> GOAL
Reproduce nothing but the closing run of lines: the line with "Find the blue jeans" and each line that follows it to the end of the data.

Some records

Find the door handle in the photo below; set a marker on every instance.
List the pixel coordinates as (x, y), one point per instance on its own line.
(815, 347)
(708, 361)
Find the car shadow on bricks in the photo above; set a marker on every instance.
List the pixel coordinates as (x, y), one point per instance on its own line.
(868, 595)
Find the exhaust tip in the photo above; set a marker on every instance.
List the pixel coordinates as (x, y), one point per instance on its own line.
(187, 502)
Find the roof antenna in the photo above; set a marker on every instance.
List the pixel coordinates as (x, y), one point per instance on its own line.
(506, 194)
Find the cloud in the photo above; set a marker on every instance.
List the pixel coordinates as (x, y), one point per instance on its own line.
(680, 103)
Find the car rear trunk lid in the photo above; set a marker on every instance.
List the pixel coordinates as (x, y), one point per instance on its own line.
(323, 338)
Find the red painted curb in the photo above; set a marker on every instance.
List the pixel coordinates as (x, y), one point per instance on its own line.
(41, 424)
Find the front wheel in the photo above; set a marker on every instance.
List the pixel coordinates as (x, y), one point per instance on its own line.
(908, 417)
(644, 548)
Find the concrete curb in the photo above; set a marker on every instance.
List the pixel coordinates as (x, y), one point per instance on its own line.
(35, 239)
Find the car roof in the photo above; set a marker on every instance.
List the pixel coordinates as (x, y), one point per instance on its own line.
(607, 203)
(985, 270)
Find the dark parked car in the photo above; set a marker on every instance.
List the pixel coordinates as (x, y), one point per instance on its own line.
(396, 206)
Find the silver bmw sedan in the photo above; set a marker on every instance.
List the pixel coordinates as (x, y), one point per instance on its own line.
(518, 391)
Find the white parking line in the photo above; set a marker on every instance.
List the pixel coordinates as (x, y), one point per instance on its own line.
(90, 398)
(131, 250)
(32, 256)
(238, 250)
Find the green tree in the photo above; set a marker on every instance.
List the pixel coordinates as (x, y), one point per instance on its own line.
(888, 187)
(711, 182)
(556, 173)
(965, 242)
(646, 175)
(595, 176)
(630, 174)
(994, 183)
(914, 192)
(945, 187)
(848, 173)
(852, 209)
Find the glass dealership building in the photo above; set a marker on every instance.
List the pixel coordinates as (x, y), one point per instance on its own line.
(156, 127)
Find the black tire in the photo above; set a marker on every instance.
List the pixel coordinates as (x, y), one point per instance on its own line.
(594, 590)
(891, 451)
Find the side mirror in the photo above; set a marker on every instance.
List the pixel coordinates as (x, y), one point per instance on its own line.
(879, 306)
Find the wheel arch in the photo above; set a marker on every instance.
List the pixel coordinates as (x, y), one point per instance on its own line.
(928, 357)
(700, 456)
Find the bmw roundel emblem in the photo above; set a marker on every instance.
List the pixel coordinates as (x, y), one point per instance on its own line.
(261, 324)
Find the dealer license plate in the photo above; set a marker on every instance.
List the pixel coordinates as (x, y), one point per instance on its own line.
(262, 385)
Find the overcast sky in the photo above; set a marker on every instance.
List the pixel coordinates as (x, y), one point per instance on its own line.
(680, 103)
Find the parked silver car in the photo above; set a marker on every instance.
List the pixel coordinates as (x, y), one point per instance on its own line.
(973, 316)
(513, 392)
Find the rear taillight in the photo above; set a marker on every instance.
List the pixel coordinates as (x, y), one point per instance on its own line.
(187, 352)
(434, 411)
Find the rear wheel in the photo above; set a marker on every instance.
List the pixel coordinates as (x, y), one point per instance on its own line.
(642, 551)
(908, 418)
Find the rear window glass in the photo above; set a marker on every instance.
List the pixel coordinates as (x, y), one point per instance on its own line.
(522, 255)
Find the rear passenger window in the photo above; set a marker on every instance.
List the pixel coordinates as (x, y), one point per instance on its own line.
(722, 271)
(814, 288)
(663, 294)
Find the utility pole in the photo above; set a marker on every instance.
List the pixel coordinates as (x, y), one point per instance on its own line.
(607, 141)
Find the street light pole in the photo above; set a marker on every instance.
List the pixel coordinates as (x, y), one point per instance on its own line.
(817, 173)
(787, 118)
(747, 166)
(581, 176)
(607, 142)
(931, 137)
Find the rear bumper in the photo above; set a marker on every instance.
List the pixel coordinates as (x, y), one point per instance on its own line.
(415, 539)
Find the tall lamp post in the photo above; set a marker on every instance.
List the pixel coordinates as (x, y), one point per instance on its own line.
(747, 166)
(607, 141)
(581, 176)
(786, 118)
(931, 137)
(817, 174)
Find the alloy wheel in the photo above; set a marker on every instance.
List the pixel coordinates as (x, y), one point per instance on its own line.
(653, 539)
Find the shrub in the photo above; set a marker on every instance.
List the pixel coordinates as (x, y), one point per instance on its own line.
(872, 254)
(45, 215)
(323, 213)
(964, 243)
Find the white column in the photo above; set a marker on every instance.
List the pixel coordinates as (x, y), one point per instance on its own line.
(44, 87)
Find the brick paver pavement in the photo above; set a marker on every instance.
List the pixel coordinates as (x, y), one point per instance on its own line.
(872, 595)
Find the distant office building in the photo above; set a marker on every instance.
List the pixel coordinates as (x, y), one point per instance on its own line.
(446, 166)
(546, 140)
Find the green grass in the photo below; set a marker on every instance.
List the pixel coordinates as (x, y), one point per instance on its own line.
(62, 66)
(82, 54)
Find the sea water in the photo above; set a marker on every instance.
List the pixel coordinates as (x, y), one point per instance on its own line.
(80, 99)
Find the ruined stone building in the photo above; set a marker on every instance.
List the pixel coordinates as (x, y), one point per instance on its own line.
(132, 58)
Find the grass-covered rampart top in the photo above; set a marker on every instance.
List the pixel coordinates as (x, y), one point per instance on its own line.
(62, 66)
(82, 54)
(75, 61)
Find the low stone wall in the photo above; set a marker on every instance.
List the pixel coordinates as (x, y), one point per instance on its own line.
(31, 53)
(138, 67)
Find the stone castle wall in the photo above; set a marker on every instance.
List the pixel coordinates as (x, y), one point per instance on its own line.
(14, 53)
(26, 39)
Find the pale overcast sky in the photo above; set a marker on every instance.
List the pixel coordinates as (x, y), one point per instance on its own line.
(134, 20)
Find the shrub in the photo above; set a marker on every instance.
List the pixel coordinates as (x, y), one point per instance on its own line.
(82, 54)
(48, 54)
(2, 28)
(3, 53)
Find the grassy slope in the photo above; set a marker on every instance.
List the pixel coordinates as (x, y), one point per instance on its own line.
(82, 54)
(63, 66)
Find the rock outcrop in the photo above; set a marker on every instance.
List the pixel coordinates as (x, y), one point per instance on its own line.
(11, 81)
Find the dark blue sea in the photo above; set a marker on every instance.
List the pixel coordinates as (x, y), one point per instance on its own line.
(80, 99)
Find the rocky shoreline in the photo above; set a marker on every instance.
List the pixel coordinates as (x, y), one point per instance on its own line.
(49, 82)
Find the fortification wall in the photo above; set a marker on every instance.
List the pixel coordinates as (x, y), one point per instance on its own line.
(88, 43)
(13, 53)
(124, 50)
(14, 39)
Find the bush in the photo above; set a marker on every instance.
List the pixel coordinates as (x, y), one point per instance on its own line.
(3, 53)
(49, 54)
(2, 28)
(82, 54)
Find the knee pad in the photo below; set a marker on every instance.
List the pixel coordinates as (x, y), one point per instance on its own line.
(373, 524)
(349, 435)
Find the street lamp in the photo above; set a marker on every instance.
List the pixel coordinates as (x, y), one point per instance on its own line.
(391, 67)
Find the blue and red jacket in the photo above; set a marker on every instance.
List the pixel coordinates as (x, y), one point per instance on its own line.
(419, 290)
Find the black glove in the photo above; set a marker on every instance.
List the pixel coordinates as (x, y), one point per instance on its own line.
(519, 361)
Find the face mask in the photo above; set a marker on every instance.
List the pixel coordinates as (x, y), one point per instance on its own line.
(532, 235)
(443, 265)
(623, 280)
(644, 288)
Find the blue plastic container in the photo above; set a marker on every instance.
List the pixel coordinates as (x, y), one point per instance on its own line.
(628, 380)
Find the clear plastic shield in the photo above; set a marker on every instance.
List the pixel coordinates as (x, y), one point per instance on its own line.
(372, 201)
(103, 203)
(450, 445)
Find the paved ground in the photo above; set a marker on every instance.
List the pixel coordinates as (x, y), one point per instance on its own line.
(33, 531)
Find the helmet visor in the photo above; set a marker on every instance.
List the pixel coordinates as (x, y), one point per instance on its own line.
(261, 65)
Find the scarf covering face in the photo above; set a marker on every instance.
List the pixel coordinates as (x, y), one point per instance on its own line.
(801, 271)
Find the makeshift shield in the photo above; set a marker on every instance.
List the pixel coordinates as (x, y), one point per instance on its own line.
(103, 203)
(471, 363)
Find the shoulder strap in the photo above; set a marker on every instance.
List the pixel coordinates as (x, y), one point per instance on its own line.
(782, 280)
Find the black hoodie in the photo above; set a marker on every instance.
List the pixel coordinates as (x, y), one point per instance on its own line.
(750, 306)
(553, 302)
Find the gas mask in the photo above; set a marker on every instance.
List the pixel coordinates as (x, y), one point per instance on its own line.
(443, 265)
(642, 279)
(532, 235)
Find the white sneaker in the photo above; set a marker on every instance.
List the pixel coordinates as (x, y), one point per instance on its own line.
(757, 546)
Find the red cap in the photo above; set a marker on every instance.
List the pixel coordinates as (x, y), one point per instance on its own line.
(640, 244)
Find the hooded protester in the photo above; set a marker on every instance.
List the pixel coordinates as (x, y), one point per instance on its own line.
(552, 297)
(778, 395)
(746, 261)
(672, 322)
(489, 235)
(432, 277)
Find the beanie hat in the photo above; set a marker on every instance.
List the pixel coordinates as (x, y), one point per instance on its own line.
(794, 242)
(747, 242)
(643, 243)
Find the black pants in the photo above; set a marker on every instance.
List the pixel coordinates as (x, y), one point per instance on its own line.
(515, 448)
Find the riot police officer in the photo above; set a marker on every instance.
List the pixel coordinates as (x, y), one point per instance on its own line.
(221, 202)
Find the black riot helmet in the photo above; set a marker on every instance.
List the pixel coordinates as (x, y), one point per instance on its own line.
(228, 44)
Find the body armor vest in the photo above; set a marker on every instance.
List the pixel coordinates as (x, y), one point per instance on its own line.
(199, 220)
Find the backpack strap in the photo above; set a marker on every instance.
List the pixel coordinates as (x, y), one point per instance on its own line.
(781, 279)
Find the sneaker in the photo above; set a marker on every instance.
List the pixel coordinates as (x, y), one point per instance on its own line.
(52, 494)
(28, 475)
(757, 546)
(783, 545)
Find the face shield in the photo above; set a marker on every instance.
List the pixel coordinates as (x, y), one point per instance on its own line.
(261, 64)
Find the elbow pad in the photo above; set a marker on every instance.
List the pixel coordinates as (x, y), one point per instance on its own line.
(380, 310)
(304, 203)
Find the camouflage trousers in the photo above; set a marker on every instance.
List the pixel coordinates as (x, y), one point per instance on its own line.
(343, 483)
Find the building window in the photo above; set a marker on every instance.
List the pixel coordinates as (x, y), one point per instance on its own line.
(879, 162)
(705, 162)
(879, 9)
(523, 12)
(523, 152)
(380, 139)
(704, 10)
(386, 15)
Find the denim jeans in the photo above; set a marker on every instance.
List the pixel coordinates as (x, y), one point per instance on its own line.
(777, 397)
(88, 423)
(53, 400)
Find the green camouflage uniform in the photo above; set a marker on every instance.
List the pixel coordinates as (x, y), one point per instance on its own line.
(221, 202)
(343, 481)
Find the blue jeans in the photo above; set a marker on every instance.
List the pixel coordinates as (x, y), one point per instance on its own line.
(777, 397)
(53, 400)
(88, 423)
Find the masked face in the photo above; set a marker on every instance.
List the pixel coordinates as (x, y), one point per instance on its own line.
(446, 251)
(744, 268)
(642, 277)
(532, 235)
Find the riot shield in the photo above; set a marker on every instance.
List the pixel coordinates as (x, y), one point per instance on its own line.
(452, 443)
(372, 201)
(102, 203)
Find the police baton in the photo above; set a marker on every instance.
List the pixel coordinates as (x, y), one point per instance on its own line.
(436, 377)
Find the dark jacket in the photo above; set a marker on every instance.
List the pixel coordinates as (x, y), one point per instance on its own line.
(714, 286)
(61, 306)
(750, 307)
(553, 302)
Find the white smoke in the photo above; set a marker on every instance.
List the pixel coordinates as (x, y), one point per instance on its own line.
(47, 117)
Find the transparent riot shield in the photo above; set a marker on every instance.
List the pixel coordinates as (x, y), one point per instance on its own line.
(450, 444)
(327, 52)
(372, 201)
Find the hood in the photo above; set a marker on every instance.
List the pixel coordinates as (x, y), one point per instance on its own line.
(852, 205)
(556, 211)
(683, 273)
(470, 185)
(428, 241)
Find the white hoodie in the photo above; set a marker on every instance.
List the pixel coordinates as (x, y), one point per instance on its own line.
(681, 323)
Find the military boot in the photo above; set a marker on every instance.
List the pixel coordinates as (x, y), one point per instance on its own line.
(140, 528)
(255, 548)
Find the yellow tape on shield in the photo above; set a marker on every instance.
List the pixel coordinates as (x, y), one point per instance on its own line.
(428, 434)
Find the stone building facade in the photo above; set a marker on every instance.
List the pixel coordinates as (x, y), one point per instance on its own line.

> EXERCISE OUTPUT
Find the blue jeans in the photo above; set a marker on every instance.
List the pixel coordinates as (x, y), one point per instance on its own line.
(777, 397)
(53, 400)
(88, 423)
Find the masked face in the photo above; set a marker on every instance.
List the pixel coordinates as (x, y), one point per instance on its own line.
(446, 251)
(744, 268)
(642, 277)
(532, 235)
Find the riot shield in the photo above; set a marker on every instance.
List the pixel coordinates as (x, y), one point per instance on its own line.
(452, 443)
(372, 201)
(102, 203)
Find the police baton in the photo above; set a marker on every instance.
List the pixel coordinates as (x, y), one point per instance on its own line.
(436, 377)
Find the dark jacket in the photo above; set a marker on every instance.
List the pixel coordinates as (x, y), one point per instance on its own line.
(714, 286)
(61, 306)
(750, 307)
(553, 302)
Find the white smoke in the photo above; set a marker on every instance.
List the pixel coordinates as (x, y), one point per instance on its own line.
(47, 117)
Find the transparent riot shield in the photo above; set a marker on every instance.
List the pixel coordinates as (x, y), one point per instance on its own line.
(450, 444)
(327, 52)
(372, 201)
Find the hood in the photo above; set a marker on every instance.
List the pixel coordinates as (x, y), one point per instance on its own line.
(852, 205)
(556, 211)
(683, 273)
(470, 185)
(428, 241)
Find the white hoodie in the photo above; set a marker on every instance.
List the pixel coordinates as (x, y), one point per instance on its own line.
(681, 323)
Find the military boot in the photo above; set a marker on every instance.
List the pixel coordinates as (x, y), one point per instance on its own line.
(140, 528)
(255, 548)
Find the yellow tape on shield in the photo above; set a marker on every instance.
List the pixel coordinates as (x, y), one point per instance on its own line.
(428, 434)
Find the stone building facade in the photo above; set a marker on every instance.
List the pixel coordinates as (x, y), one point per instance on its own line.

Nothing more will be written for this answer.